Pointing records
= = = = =

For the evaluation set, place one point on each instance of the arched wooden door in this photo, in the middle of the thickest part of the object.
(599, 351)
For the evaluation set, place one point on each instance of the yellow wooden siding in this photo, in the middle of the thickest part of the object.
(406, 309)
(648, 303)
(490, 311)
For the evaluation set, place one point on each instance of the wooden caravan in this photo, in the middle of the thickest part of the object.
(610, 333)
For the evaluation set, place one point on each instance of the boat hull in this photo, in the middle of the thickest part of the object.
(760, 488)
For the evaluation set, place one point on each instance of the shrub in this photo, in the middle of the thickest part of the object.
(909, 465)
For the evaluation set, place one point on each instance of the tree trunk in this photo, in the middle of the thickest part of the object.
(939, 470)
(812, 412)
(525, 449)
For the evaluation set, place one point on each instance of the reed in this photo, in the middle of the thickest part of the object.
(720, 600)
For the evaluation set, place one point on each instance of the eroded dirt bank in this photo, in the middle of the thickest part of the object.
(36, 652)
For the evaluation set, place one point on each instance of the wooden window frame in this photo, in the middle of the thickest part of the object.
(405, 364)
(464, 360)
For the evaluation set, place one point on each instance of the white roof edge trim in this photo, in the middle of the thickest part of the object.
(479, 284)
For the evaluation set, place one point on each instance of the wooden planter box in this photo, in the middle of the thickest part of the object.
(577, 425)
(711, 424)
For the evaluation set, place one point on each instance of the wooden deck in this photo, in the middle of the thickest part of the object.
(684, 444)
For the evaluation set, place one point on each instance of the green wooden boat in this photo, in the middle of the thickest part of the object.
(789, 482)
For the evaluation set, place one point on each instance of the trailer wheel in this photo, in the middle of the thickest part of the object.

= = = = =

§ EXERCISE REQUIREMENTS
Each line from the one containing "the wooden window" through the end of the entries, both included, is to be returned exactly, with no other lines.

§ THE SOLUTION
For the evaluation set, place one point on each instance of the wooden window frame in this photo, in the middle of the thickest part of the object.
(405, 364)
(464, 360)
For the evaluation set, place one point on each instance of the white roof edge trim in this photo, in the middle of the thickest part of the object.
(479, 284)
For the evaluation set, place one point on each instance of the wooden planter box in this photo, in the middle of the thickest part of the object.
(577, 425)
(711, 424)
For the evaluation set, place one point on each instance of the wooden deck in this photo, in the middle of the thickest part of the object.
(684, 444)
For the evaluation set, place one point on each instance of the green wooden boat in this photo, in the middle of the thickest part of the object.
(789, 482)
For the evaluation set, place one point on each instance of the trailer wheel in this photo, in the middle of the thickest part of the object.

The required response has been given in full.